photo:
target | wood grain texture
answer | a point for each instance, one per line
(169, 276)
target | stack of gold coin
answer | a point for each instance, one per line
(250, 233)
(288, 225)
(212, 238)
──────────────────────────────
▶ [Task to complete] All lines of the listing that contain the word "target" should be copied out.

▶ [Answer to the exercise]
target | wood grain texture
target | stack of gold coin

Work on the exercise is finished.